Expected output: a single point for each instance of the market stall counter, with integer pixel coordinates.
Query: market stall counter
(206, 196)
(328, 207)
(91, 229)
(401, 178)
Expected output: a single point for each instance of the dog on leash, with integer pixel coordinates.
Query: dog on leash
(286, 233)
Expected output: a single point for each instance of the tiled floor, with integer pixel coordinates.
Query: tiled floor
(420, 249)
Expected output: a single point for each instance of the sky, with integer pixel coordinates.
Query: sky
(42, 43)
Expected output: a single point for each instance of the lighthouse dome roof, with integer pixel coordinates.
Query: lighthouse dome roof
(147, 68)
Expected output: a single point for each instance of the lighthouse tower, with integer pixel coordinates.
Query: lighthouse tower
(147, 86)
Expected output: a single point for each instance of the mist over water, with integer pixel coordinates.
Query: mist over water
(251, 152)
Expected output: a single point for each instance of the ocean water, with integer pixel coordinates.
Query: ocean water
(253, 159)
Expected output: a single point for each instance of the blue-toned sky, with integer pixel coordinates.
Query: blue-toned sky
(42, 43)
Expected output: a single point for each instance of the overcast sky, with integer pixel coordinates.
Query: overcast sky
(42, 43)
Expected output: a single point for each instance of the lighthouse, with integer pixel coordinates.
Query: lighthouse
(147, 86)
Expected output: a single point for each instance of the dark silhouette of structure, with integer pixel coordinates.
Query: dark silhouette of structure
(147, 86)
·····
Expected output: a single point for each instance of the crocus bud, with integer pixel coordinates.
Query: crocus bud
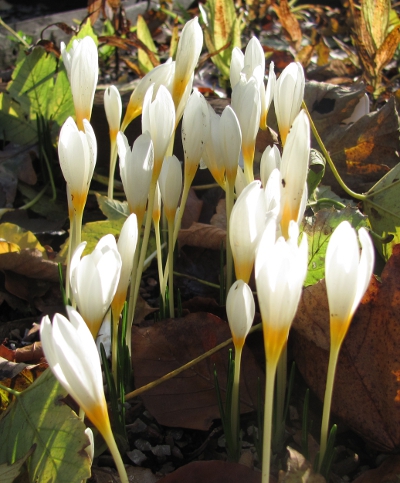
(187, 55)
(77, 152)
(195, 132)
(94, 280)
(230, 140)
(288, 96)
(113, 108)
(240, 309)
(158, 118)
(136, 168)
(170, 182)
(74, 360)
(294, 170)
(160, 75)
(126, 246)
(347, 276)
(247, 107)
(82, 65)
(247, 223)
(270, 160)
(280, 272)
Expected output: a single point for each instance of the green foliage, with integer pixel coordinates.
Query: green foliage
·····
= THE PROBLEM =
The lines above starting at the one that contains "Expected output: a single point for each instance of the green" and ending at the one that contains "Query: green foliage" must be transcribed exactly, and no other lines may appear.

= YOUR SOLUTION =
Expected output: a single point for each instance of the green foliage, with integer pixel coordinates.
Query: green foliage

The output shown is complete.